— WRITTEN EXERCISE —
Reproduce the stretch of the records below from the line containing "Target — building facade" through the end of the records, requests included, scaling every x and y coordinate in the answers by 2.5 and rounding each result to the nearest whole number, with halves rounded up. Leave all numbers in the requests and their format samples unchanged.

[Data items]
..............................

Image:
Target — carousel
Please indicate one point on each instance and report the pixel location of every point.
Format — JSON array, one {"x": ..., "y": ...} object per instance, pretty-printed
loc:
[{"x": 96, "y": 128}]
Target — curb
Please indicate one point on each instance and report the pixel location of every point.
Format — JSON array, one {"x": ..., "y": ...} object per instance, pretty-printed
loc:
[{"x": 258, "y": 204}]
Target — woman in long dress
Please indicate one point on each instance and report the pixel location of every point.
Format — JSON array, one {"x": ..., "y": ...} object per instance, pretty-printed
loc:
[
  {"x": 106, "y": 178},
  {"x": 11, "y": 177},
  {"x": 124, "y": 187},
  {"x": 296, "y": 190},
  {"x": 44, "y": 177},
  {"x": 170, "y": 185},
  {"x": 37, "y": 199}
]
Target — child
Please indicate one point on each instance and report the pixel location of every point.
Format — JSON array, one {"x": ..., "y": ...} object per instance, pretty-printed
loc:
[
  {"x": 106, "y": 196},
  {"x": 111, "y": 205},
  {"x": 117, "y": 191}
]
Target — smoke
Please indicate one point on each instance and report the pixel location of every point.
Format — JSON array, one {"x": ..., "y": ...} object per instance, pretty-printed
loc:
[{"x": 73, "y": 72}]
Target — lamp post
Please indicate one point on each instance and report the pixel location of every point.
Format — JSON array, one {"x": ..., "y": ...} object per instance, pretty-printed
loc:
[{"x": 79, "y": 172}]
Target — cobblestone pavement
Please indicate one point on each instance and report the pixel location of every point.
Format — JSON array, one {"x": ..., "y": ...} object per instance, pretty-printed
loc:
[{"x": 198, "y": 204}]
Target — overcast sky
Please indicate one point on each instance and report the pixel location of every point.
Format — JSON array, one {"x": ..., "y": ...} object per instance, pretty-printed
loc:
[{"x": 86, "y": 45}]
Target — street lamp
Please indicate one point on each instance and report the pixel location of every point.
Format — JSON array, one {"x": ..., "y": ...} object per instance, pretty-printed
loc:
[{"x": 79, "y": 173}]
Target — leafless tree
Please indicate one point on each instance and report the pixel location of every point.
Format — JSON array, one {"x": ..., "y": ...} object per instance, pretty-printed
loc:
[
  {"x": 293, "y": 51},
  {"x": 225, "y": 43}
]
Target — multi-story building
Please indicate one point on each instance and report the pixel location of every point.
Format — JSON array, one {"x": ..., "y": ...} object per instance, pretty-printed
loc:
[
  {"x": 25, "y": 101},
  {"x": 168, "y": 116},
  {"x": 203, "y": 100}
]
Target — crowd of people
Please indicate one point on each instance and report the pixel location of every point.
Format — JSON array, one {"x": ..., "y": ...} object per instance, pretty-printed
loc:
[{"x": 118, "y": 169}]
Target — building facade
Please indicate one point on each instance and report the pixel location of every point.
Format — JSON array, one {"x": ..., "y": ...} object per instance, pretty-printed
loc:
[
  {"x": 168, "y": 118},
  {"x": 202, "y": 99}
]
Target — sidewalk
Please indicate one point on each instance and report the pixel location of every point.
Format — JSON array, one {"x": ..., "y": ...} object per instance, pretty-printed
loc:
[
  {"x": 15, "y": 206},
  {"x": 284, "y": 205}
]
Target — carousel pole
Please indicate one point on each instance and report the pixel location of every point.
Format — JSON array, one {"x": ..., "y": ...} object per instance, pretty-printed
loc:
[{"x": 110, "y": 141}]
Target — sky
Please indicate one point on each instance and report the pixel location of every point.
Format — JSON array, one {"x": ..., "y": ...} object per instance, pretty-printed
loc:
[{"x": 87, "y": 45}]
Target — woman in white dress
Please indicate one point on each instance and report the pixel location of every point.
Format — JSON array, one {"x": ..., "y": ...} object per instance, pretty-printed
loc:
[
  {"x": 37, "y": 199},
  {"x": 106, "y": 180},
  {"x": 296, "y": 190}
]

..............................

— TASK RESULT —
Target — building facade
Please indicate one point on each instance and report the pixel location of every point.
Format — JSON array, one {"x": ..., "y": ...} object per instance, pretty-printed
loc:
[
  {"x": 420, "y": 295},
  {"x": 505, "y": 248}
]
Target — sidewalk
Please indicate one point on each instance and report the pixel location of every point.
Format — JSON array, one {"x": ..., "y": ...} object per instance, pretty-printed
loc:
[
  {"x": 38, "y": 515},
  {"x": 710, "y": 513}
]
Target — carousel pole
Please indicate one point on each instance and report the pixel location of every point.
Format — JSON array, one {"x": ..., "y": ...} object per instance, pretty-printed
loc:
[{"x": 275, "y": 353}]
Target — sky
Please indicate one point on each instance and report the pixel location of every point.
Format — JSON array, one {"x": ..., "y": ...} object per instance, pretty-printed
loc:
[{"x": 218, "y": 113}]
Target — woman in white dress
Please indicate one point on each instance and report the pixel location of every point.
Format — JSON array, one {"x": ..., "y": ...} object per instance, pretty-printed
loc:
[
  {"x": 93, "y": 498},
  {"x": 265, "y": 450},
  {"x": 740, "y": 475}
]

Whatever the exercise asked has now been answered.